──────── TASK INPUT

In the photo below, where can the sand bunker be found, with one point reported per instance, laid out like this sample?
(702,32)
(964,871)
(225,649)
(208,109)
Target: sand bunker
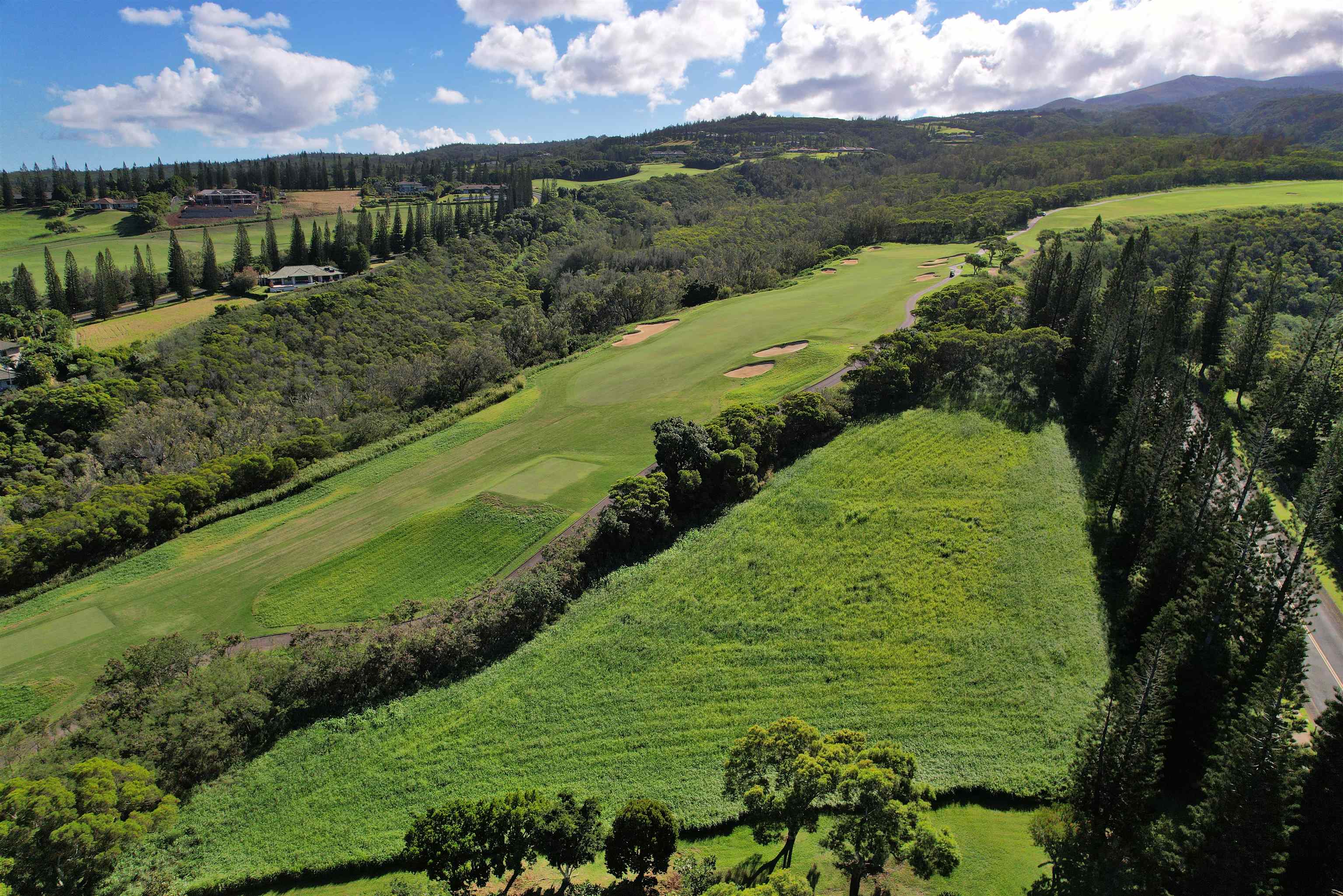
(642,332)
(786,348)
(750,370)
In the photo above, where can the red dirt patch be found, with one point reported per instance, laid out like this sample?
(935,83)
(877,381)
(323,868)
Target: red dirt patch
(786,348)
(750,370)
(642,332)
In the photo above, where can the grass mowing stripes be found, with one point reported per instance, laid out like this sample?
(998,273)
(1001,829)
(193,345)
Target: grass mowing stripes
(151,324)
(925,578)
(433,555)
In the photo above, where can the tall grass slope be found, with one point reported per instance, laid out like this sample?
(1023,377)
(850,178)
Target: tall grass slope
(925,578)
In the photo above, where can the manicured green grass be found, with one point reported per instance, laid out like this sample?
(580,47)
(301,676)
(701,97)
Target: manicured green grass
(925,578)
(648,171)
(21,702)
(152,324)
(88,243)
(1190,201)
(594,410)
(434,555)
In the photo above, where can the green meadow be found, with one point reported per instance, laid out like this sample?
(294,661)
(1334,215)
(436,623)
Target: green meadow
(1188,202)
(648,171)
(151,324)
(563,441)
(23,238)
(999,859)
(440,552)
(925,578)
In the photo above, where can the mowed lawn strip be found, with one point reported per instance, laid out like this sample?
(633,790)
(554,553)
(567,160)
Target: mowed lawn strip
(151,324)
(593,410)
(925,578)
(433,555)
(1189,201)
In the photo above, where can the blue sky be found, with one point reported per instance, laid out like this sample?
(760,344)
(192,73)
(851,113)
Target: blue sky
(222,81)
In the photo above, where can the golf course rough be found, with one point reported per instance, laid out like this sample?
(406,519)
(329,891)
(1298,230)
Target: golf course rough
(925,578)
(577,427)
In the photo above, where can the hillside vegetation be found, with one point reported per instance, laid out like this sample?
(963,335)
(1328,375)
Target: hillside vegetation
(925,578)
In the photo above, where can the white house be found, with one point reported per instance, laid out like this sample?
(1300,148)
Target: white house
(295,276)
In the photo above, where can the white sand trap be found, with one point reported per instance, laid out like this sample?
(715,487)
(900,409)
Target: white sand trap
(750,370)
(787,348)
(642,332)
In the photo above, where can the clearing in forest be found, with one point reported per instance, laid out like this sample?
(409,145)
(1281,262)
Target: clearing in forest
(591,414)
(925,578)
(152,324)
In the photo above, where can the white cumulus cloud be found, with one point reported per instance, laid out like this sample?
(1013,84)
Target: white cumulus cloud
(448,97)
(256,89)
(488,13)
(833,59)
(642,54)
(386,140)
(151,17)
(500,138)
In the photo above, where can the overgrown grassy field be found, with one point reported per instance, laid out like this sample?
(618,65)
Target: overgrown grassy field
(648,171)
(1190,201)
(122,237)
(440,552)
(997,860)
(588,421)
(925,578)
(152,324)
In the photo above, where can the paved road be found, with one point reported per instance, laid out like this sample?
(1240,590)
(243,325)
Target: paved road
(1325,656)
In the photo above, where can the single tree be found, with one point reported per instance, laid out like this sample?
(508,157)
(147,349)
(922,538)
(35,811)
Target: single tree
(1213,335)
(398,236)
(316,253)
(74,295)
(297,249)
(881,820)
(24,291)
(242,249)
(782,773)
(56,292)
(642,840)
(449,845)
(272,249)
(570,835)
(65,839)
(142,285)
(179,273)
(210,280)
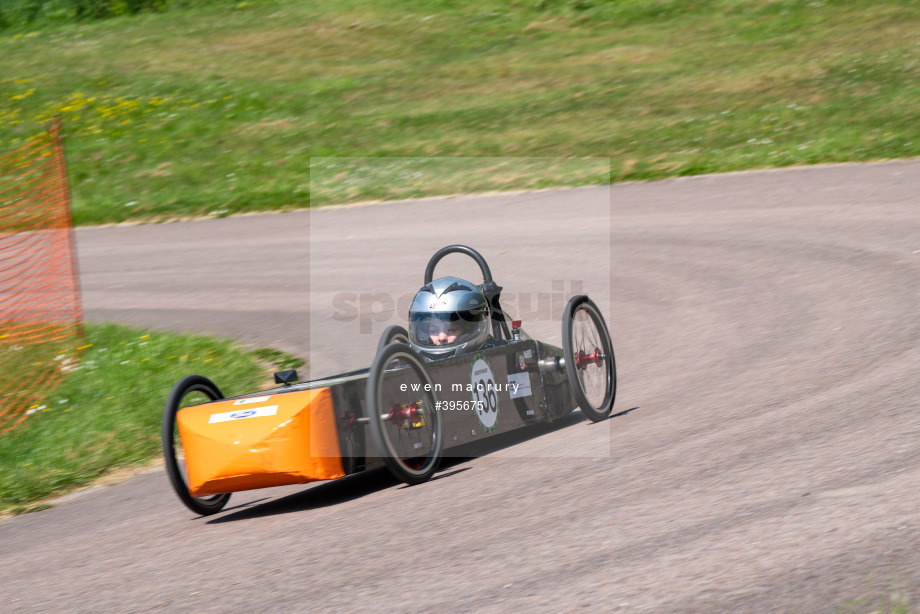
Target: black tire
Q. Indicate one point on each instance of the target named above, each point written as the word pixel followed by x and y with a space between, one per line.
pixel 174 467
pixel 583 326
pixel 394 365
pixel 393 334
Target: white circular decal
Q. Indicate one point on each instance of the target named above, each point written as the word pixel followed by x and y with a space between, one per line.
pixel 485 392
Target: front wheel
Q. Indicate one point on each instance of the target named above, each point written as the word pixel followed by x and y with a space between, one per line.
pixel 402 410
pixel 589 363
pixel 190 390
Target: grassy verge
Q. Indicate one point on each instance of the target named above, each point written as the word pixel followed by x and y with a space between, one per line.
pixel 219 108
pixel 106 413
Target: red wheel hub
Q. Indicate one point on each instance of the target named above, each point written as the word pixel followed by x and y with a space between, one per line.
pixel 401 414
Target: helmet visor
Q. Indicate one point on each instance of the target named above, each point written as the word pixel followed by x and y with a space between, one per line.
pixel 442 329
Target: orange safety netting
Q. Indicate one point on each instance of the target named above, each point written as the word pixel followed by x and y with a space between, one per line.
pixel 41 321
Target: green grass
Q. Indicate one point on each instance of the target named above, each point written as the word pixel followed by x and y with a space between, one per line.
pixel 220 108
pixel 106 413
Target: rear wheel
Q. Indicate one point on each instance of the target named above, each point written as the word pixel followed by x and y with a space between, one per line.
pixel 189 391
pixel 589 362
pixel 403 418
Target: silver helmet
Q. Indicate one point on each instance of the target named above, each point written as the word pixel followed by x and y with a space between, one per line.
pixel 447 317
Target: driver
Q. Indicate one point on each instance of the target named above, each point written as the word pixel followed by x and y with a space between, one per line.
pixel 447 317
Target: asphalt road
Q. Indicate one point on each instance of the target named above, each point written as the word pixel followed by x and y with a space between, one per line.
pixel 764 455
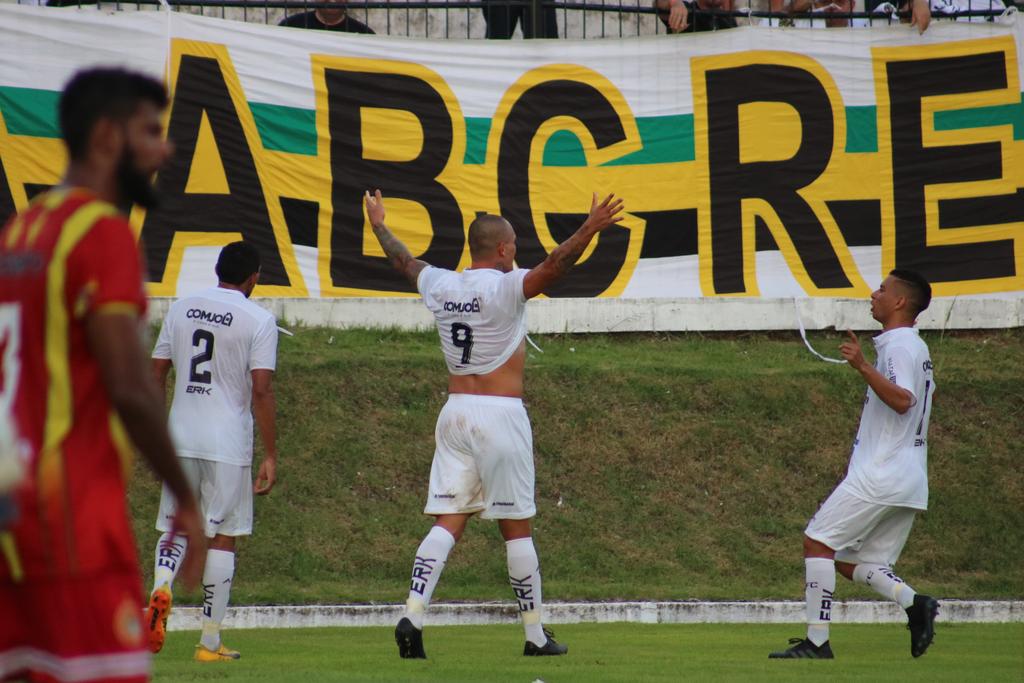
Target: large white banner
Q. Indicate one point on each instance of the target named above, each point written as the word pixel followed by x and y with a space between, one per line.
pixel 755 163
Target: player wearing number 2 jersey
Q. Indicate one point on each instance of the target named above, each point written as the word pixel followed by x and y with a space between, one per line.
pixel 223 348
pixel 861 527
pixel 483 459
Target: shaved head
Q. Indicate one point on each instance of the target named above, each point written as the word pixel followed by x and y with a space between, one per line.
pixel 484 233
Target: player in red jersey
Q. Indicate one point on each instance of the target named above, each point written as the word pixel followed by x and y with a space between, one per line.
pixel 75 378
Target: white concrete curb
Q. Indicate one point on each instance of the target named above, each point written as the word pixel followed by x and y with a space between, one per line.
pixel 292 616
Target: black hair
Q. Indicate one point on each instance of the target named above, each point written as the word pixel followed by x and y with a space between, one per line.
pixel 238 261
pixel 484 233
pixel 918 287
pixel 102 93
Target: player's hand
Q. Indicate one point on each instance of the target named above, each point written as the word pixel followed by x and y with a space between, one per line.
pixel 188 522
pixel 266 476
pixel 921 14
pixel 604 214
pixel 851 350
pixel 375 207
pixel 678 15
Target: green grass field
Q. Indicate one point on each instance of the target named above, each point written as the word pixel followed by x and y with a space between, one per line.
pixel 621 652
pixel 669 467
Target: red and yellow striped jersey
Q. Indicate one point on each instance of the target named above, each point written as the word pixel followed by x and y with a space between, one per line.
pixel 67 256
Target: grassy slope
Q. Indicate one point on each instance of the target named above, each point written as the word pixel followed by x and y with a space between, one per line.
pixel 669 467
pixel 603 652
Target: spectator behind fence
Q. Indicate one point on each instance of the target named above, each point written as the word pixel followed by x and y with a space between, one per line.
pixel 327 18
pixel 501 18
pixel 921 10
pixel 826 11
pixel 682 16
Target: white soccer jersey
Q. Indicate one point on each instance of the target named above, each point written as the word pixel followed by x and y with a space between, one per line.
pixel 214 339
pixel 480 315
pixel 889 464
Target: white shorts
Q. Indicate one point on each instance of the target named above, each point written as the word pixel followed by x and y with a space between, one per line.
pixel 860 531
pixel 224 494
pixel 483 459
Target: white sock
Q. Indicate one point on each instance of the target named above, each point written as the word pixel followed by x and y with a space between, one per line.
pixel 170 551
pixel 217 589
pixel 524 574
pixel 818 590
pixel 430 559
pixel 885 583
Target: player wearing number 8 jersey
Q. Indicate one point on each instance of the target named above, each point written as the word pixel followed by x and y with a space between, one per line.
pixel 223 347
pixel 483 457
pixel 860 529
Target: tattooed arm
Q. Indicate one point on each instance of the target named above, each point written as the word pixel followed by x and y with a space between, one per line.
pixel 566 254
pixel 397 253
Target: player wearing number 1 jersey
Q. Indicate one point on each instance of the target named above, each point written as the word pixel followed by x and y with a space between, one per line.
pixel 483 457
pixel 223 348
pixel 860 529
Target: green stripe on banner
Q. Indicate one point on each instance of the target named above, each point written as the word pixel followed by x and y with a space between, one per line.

────────────────

Quote the lines above word for word, starting at the line that contains "Target: player's hand" and ending at the line that contains "pixel 603 652", with both of those lines included.

FULL RESPONSE:
Target: player's hand
Q. Indicate one point on each instance of the target named above, each point written as the word pixel followed by x and y with a space between, one per line.
pixel 188 522
pixel 266 476
pixel 921 14
pixel 604 214
pixel 851 350
pixel 375 207
pixel 678 15
Target: green grass field
Q. Indicate one point on each instance of the target named above, each point written as the word pixel followed by x and y with a space between, one per line.
pixel 621 652
pixel 669 467
Target: red and yellow striped jersey
Q. Indicate one point on each instance of the target named above, each point written as the word pixel followed by x and y with a space between, one per line.
pixel 67 256
Target: grassy slope
Q. Indicate one point on each instance of the target named above, each point written as the word pixel followed by x and y with a space between, one per line.
pixel 669 467
pixel 603 652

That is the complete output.